======== Data in this exercise ========

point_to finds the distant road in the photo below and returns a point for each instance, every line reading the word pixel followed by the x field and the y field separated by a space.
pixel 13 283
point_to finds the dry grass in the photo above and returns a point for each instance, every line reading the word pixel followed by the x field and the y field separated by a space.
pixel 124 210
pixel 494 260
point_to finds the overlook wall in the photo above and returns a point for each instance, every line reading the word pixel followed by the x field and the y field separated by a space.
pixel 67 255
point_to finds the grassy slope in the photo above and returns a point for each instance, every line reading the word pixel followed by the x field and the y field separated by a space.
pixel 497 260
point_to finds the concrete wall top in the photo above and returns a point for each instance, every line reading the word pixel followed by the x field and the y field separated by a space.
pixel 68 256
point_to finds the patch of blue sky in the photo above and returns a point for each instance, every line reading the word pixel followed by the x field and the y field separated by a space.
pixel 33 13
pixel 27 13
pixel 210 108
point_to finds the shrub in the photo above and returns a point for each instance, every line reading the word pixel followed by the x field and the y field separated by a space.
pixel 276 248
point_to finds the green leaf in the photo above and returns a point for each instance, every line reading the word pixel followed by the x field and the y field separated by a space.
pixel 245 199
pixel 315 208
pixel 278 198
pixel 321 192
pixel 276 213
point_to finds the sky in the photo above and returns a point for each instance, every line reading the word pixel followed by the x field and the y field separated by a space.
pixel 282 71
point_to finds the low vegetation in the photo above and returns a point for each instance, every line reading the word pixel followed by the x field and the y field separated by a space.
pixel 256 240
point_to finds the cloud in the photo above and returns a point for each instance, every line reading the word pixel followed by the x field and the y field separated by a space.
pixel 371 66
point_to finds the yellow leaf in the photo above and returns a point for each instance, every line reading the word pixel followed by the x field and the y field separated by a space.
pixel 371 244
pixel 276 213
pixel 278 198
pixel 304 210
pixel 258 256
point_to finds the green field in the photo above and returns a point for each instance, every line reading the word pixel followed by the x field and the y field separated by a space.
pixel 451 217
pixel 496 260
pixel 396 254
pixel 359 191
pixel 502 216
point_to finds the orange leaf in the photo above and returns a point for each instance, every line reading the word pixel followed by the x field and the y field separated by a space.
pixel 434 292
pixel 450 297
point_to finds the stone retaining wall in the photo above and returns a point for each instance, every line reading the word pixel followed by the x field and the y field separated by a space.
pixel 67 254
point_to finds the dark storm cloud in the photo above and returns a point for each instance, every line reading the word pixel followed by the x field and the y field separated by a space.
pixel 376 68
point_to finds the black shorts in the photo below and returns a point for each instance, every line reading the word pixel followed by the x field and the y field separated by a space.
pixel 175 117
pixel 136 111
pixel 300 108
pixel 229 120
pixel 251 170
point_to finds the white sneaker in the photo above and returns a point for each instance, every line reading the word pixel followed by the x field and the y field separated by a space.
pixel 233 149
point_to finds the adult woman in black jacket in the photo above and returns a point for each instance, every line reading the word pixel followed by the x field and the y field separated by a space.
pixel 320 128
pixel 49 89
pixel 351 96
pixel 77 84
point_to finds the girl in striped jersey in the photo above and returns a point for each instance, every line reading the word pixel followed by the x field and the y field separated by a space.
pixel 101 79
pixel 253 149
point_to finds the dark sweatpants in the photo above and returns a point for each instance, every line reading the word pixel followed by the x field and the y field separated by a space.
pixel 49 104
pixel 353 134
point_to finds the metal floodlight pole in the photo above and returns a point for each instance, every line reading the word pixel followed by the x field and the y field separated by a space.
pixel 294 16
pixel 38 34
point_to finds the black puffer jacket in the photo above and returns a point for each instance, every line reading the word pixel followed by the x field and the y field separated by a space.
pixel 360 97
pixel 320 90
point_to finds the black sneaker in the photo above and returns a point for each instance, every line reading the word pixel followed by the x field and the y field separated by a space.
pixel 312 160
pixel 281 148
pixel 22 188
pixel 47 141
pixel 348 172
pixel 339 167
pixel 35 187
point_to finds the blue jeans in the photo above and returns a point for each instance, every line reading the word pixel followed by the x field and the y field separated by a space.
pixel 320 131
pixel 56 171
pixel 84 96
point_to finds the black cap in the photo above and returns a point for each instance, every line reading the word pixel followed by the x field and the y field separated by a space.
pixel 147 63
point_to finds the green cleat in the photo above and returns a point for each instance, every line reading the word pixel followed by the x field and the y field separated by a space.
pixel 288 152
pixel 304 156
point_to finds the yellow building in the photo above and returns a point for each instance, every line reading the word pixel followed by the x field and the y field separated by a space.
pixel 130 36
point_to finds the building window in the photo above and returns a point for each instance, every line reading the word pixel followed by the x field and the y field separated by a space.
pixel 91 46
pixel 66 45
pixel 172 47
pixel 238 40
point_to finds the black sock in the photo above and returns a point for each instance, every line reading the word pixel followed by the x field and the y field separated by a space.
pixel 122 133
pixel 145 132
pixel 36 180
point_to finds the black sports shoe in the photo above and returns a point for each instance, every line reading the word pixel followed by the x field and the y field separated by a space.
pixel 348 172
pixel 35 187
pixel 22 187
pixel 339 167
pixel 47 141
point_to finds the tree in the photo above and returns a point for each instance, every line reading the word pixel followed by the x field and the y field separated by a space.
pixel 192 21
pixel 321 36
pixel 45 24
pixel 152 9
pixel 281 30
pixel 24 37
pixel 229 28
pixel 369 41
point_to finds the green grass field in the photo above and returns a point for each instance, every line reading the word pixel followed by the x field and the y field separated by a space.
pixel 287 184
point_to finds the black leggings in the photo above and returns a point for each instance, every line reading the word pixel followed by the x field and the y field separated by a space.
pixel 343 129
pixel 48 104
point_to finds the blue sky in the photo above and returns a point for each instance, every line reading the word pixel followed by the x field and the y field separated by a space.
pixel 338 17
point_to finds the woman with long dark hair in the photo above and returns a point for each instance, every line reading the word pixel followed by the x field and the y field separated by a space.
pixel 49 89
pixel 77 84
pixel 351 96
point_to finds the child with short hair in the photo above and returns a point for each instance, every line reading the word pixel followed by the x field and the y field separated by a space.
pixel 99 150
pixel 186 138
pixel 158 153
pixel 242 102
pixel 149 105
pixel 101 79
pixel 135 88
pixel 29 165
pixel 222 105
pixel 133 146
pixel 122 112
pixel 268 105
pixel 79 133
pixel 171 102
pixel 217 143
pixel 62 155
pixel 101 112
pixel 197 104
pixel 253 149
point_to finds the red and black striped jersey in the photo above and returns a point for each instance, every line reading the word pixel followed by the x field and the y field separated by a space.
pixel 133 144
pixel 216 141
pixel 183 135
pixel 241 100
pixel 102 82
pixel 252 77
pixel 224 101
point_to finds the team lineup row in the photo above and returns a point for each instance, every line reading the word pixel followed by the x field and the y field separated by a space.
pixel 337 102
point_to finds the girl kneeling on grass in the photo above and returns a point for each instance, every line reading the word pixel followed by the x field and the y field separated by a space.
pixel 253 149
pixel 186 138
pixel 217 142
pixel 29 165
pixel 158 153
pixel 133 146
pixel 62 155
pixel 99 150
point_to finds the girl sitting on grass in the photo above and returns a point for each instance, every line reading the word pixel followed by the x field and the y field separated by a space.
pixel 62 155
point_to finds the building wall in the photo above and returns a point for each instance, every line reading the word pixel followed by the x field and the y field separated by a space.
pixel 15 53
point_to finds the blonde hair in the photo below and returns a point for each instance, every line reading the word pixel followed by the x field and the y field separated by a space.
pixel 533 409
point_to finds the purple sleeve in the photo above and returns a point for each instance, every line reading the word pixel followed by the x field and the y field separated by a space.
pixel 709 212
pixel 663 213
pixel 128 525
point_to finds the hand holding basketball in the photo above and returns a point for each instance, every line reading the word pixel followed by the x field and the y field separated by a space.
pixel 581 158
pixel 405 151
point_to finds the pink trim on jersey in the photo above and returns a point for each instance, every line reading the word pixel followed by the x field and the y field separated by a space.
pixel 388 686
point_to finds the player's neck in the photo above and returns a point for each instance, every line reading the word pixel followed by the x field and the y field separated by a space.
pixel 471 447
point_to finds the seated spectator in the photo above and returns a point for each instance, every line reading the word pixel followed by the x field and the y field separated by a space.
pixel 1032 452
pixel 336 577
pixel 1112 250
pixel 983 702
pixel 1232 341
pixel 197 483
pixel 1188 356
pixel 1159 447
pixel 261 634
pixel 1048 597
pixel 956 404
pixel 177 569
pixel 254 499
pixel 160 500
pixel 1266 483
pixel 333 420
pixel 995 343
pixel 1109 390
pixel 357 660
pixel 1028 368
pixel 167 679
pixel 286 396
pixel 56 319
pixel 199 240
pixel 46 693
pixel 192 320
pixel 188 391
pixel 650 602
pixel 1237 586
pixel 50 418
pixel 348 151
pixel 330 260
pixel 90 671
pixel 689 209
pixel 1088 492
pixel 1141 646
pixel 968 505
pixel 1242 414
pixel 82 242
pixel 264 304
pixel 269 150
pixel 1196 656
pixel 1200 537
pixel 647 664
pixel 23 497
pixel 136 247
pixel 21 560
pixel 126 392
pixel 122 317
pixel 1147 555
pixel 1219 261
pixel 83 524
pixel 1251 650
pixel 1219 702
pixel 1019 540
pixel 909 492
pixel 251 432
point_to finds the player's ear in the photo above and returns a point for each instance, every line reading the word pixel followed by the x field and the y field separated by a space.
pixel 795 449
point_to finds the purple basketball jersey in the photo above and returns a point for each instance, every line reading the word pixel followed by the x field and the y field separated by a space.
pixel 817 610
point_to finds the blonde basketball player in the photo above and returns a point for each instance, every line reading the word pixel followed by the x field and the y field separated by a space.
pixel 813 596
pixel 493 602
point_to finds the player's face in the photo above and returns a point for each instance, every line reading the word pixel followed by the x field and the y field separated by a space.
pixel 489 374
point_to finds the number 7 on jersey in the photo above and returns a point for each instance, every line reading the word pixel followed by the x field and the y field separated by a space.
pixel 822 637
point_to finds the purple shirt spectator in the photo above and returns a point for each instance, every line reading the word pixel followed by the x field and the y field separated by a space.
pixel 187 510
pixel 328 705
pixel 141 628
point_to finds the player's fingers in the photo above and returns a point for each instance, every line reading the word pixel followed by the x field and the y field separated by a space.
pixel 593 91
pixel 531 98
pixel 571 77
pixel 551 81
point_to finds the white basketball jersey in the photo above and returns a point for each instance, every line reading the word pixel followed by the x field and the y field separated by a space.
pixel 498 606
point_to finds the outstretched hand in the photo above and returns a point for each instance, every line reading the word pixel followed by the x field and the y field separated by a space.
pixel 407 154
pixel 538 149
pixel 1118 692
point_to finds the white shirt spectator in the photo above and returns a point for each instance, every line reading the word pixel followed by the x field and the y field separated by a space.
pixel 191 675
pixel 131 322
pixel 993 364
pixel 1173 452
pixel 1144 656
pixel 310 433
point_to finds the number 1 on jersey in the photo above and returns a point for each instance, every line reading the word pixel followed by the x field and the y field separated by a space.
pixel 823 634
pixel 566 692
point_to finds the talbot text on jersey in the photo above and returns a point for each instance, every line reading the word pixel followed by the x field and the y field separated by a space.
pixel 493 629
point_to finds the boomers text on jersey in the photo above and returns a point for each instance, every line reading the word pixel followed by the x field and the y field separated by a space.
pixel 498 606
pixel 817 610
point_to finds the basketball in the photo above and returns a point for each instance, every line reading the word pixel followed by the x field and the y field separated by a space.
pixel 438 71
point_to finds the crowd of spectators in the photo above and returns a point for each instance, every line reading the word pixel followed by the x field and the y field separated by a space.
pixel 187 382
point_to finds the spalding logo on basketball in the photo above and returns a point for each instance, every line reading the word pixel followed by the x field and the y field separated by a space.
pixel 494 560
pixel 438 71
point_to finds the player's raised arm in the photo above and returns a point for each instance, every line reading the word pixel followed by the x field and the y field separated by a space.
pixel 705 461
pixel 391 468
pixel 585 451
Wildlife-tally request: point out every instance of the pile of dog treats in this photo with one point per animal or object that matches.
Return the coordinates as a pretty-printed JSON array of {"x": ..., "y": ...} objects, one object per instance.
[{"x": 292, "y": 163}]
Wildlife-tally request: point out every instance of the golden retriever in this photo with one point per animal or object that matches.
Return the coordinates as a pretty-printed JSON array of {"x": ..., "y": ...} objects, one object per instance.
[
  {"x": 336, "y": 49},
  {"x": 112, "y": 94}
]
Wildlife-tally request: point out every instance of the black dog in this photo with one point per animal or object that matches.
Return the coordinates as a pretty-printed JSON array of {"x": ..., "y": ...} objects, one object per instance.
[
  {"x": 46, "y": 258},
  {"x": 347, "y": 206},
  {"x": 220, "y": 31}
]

========

> [Task item]
In the listing, how many lines hold "matches"? Answer with a bare number.

> [Exercise output]
3